[[ Passage for review, beginning ]]

Interest, Taxes and Other Expenses and Charges: Restructuring charges associated with the closure of the Company’s UK plastics facility, which was announced in 2003 and completed in 2004, were $1 million for the year, compared to $7 million in 2003. Other expense increased by $0.9 million as a result of losses on dispositions of surplus equipment and other asset impairments. Lower interest expense and interest income resulted from lower average borrowing and cash balances, and an increase in interest capitalized in connection with capital projects, primarily the new Kinston, NC facility. Income tax expense on continuing operations was lower because of improved utilization of US foreign tax credits and the easing of restrictions on utilizing operating loss carry forwards in France.

Unconsolidated Affiliates: The Company’s share of income from unconsolidated affiliates also showed improvement. The Company’s Japanese affiliate realized a significant sales increase including sales of coated products distributed by the Company, a stronger Yen and an investment gain. Its affiliate in Mexico generated a non-operating real estate gain and posted an annual profit from operations, the first following a restructuring of its operations, begun in 2002.

Earnings: Reported earnings from continuing operations were $1.09 per diluted share for the year, compared to $1.48 in 2003. Excluding certain events, principally the Kinston-related production and legal costs and insurance settlement, as described in the table that follows this release, earnings from continuing operations were $40.9 million, or $1.33 per diluted share, in 2004, compared to $38.3 million, or $1.32 per diluted share, in 2003.

[[ Passage for review, end ]]

Apply what you read:
(a) Rewrite the paragraph of the earnings report that begins "Unconsolidated Affiliates:" as a short list, keeping its main facts.
(b) Transcribe the earnings report word for word, from "Interest, Taxes and" up to and including "forwards in France.".
The items below come from a different source than the earnings report.

[[ Data for analysis, beginning ]]

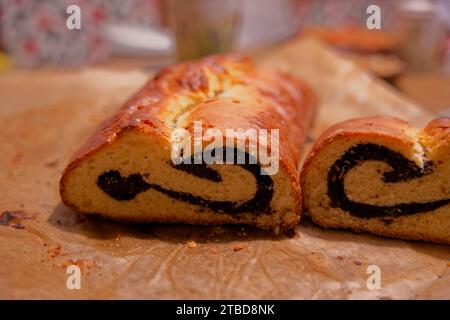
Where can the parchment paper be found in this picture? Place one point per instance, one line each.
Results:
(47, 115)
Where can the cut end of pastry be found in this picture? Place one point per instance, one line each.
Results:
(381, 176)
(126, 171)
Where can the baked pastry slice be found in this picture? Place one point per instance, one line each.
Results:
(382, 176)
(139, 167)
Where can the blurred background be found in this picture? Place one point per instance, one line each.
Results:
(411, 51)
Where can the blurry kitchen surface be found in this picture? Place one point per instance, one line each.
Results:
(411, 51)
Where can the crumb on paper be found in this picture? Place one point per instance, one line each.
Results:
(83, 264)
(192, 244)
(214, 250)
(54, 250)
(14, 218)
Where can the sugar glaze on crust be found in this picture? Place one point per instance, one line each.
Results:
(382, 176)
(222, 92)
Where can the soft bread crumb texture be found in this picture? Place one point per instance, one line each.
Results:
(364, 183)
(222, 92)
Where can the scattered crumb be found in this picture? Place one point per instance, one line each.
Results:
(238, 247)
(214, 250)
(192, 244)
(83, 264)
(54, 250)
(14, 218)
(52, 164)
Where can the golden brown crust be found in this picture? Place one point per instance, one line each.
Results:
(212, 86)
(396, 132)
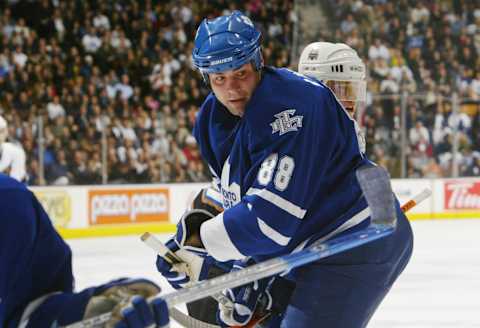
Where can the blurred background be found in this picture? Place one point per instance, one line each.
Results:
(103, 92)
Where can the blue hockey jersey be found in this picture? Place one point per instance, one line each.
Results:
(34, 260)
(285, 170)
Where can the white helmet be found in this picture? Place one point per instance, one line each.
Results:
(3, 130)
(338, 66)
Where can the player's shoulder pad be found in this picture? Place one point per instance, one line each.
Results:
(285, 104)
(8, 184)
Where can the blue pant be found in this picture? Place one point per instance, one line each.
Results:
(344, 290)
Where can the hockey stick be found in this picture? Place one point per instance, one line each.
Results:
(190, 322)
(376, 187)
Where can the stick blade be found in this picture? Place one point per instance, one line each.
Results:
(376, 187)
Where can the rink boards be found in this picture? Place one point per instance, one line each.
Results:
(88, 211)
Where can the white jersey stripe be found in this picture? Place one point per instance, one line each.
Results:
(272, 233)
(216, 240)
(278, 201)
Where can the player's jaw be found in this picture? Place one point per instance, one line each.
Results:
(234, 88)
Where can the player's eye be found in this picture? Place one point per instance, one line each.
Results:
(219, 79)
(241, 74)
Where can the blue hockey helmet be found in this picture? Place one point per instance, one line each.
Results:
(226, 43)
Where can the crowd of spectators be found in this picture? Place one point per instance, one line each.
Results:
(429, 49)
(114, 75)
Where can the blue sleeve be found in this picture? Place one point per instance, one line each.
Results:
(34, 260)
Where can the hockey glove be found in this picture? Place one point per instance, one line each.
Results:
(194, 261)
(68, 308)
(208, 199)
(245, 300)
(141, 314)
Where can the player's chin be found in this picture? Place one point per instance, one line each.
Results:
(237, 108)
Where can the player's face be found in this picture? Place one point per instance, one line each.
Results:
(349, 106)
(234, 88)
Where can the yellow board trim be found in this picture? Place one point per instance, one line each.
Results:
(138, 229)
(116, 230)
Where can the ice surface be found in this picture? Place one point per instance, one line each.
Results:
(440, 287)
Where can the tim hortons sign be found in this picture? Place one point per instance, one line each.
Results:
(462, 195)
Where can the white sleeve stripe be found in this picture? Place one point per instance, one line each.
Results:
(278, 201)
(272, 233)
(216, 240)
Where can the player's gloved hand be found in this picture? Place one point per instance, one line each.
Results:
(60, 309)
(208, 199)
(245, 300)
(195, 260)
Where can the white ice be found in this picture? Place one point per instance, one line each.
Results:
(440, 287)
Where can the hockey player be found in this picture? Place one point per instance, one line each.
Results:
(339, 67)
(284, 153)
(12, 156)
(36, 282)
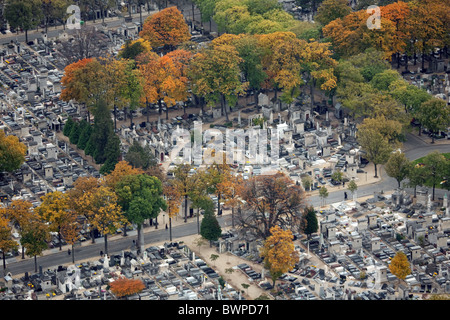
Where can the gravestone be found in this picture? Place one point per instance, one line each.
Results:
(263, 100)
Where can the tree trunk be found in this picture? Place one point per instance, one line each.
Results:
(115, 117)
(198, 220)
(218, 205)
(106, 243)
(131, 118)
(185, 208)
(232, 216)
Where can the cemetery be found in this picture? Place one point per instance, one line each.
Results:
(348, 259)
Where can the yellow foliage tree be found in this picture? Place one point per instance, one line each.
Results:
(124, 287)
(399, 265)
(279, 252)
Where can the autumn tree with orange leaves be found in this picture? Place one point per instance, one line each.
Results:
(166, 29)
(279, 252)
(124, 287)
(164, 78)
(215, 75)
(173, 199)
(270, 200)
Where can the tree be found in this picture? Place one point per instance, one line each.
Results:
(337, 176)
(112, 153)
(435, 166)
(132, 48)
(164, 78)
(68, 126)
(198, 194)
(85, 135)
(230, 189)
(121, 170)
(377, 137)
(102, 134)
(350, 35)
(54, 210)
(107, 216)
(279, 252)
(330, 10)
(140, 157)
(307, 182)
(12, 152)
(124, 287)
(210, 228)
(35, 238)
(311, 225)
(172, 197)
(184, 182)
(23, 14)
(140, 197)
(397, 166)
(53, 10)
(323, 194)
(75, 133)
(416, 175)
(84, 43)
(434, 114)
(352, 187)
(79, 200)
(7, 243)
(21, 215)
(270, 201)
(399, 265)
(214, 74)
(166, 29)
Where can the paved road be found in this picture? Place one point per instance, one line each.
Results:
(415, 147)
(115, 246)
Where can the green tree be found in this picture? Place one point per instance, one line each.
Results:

[[ Data for analysis, end ]]

Outputs in order:
(a)
- The Company's share of income from unconsolidated affiliates improved.
- The Japanese affiliate had a significant sales increase, including sales of coated products distributed by the Company. It also benefited from a stronger Yen and an investment gain.
- The Mexican affiliate had a non-operating real estate gain. It also posted an annual operating profit, its first since a restructuring of its operations that began in 2002.

(b)
Interest, Taxes and Other Expenses and Charges: Restructuring charges associated with the closure of the Company’s UK plastics facility, which was announced in 2003 and completed in 2004, were $1 million for the year, compared to $7 million in 2003. Other expense increased by $0.9 million as a result of losses on dispositions of surplus equipment and other asset impairments. Lower interest expense and interest income resulted from lower average borrowing and cash balances, and an increase in interest capitalized in connection with capital projects, primarily the new Kinston, NC facility. Income tax expense on continuing operations was lower because of improved utilization of US foreign tax credits and the easing of restrictions on utilizing operating loss carry forwards in France.